WRITTEN PROBLEM » Rewrite the records below, changing every "baby's" to "infant's" and leaving all else the same.

------

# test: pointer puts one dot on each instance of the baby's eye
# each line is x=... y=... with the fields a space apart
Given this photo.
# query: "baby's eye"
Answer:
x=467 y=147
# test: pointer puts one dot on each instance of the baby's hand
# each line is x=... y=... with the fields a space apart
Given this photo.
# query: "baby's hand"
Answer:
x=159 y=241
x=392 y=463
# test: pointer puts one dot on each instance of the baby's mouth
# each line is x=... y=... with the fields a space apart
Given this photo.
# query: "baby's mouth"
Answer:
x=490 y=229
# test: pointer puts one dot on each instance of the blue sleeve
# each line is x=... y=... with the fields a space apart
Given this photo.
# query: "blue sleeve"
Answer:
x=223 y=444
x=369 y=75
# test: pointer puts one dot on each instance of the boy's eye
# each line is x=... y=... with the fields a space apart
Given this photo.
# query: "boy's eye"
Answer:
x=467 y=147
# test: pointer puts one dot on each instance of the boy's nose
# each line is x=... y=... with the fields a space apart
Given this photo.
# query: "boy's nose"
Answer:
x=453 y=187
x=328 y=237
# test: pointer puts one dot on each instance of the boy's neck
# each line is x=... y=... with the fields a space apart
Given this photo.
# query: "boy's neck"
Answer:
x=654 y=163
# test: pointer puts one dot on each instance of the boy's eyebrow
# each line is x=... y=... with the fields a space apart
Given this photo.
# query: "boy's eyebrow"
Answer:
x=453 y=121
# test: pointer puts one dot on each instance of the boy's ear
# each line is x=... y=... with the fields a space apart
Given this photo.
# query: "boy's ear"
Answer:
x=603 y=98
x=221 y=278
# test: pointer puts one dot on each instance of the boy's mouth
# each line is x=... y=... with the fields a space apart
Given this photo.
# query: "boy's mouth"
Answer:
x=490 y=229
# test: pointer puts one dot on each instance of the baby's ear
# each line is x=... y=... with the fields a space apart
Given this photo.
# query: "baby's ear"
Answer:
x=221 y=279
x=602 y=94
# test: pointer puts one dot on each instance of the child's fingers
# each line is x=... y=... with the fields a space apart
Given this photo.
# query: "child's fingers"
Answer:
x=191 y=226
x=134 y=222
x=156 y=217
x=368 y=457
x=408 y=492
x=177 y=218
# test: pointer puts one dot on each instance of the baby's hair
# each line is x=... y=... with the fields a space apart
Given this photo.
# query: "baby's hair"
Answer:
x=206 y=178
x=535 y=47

------

OUTPUT »
# test: pointer puts one dot on each instance of the infant's eye
# each line is x=... y=... with the fields a space apart
Given this photo.
# query: "infant's eye"
Answer:
x=467 y=147
# test: pointer puts one dot on each instance of the infant's hand
# each line is x=... y=... with the fields a space apart
Given this photo.
# query: "infant's hand"
Answer:
x=159 y=241
x=392 y=463
# test: pointer puts one dot on each instance of the infant's mouth
# each line is x=... y=... with the fields a space apart
Given this photo.
# query: "infant's mouth"
Answer:
x=490 y=229
# test: pointer puts one dot on each instance of the blue sleeve
# each line is x=... y=... with the fields a space apart
Given this photo.
# query: "blue sleeve"
Answer:
x=223 y=444
x=369 y=75
# test: pointer puts one dot on each instance of the boy's eye
# each line is x=... y=... with the fields a space apart
Given this photo.
# query: "boy's eye"
Answer:
x=467 y=147
# test: pointer puts one dot on each instance of the boy's nose
# each line is x=... y=... with the fields a space apart
Given this photo.
# query: "boy's nose"
Answer:
x=453 y=187
x=328 y=237
# test: pointer puts one dot on each instance of the boy's neck
# each line is x=... y=... with the fields a space apart
Given this photo.
# query: "boy's neck"
Answer:
x=654 y=163
# test: pointer puts one dot on each instance of the boy's eyebrow
# each line is x=... y=... with the fields a space apart
Given this photo.
# query: "boy's eyebrow"
Answer:
x=453 y=121
# test: pointer puts one dot on each instance of the boy's ear
# each line is x=... y=... with the fields a space apart
Given this photo.
# query: "boy's ear"
Answer:
x=603 y=98
x=221 y=278
# test: pointer puts one dot on each instance of the boy's mouth
# each line is x=... y=... with the fields a space apart
Given this photo.
# query: "boy's mouth"
Answer:
x=490 y=229
# test: pointer puts one dot on each instance of the infant's ear
# each line is x=... y=... with the fields a space apart
Given this photo.
# query: "infant's ear"
Answer:
x=221 y=279
x=602 y=94
# test: pointer puts one dot on each instance of the child's fingers
# each line is x=... y=... with the fields a space apart
Given this photo.
# query: "child's fingers"
Answer:
x=191 y=226
x=134 y=222
x=156 y=217
x=368 y=457
x=408 y=492
x=177 y=218
# test: pointer puts one dot on each instance of the infant's hair
# each line is x=... y=... with the fields a space apart
Given this photo.
# query: "infant's hair"
Answer:
x=206 y=178
x=535 y=47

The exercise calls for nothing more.